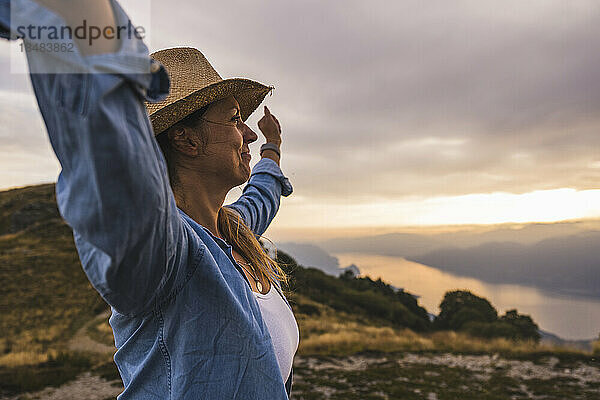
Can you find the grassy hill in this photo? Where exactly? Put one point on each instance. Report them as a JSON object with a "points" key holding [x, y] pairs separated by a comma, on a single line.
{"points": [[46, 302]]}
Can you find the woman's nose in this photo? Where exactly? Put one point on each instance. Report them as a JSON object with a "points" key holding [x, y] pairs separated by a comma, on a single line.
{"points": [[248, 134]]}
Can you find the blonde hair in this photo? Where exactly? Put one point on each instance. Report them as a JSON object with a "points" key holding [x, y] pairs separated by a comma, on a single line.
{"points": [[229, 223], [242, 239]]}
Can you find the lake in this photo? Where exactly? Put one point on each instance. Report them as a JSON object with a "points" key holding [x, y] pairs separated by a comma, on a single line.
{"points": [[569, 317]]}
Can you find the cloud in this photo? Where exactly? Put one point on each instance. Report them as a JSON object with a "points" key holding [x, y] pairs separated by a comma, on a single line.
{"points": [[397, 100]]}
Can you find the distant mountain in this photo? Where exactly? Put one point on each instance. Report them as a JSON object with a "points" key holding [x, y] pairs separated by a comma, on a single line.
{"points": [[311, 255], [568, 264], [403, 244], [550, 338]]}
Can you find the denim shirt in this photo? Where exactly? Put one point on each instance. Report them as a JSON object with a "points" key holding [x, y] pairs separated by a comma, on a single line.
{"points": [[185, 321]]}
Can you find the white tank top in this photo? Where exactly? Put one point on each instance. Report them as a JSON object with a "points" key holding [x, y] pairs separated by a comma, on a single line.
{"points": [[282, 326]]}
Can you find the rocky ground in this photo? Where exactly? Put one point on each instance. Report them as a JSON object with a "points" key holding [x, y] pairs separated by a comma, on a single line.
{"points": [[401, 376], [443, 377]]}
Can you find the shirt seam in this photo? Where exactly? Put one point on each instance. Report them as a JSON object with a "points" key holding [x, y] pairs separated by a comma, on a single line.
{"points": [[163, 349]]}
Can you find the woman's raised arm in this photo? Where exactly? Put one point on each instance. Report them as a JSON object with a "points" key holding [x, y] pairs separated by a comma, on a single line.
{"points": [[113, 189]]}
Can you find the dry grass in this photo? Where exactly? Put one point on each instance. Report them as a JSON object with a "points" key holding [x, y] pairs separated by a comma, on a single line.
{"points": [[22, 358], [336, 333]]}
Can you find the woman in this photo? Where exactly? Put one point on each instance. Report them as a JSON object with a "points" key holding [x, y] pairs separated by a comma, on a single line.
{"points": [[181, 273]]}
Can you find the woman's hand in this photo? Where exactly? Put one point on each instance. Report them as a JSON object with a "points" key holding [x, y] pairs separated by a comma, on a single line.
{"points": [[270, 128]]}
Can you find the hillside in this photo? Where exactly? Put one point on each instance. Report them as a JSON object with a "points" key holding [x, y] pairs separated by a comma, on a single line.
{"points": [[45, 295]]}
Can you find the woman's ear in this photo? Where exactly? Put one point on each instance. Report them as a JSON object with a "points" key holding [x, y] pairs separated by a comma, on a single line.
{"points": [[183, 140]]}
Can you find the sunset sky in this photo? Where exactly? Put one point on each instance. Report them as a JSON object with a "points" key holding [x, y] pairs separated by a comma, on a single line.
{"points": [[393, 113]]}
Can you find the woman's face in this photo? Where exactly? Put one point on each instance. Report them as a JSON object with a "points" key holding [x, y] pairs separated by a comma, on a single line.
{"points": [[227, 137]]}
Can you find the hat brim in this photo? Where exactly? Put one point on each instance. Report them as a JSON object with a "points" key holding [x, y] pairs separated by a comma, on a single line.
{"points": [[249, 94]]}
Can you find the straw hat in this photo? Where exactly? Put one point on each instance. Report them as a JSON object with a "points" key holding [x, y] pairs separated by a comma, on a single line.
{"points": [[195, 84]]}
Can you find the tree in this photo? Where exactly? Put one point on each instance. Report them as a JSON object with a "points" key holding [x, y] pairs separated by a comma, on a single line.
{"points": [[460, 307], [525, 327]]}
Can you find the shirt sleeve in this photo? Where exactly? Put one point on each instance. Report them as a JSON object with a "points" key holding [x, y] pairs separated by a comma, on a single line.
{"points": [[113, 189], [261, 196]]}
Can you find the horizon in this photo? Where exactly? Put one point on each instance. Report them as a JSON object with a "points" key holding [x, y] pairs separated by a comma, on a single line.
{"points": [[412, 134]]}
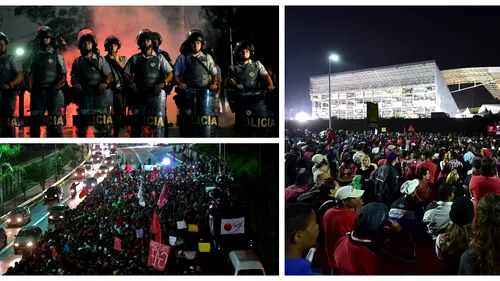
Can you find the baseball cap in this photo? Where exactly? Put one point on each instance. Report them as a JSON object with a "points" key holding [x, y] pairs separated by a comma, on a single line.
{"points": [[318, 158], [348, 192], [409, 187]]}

GIVEN INSTRUCTION
Rewrite the records from the line containing "Can you find the hat" through the end of the records, both ends included, giving every line again with the requests. In the answers, multiply each point coordinate by 0.5 and round it to a whole number, with halves rounding up; leave the pictures out.

EXERCISE RESPONSE
Can you find the hat brim in this photo? Where exactly? Put one point on each instance. Report them as a JSON object with a "points" key holding [x, y] pairs separated by a comma, on a single line.
{"points": [[125, 47]]}
Can you find the straw hat in this photo? Where exactly? Put one point on each instance. Report them as a JSON object with a "points" key holding [x, y] pairs separated by a comma, on a single line.
{"points": [[98, 42]]}
Can you find the tree in this photo? Where exactly? Put one point on each instance. Report them as a JSON object with a "points" key holding [x, y] pairs separated by a comma, on a single line.
{"points": [[230, 154], [263, 164]]}
Can you find the shirt sleeve in this photo? Where exactly? Put one point on each instance. Report them as a JSON object with a "points" key holding [x, y] pairs separated by a comma, on a single line.
{"points": [[57, 95], [131, 98]]}
Can you find the horizon in this photo? Where exactly? Put one point on each instance. Report them as a JSON object with a "points" key holding [x, y] pairs separated by a comma, on a single line.
{"points": [[206, 67]]}
Can you find the baseball cap in this photo? Where exactly? Put one point on each instance. Report them as a JSON object with a "points" key holding [x, y] pairs separated by a comma, on a single line.
{"points": [[159, 79], [174, 96], [205, 94]]}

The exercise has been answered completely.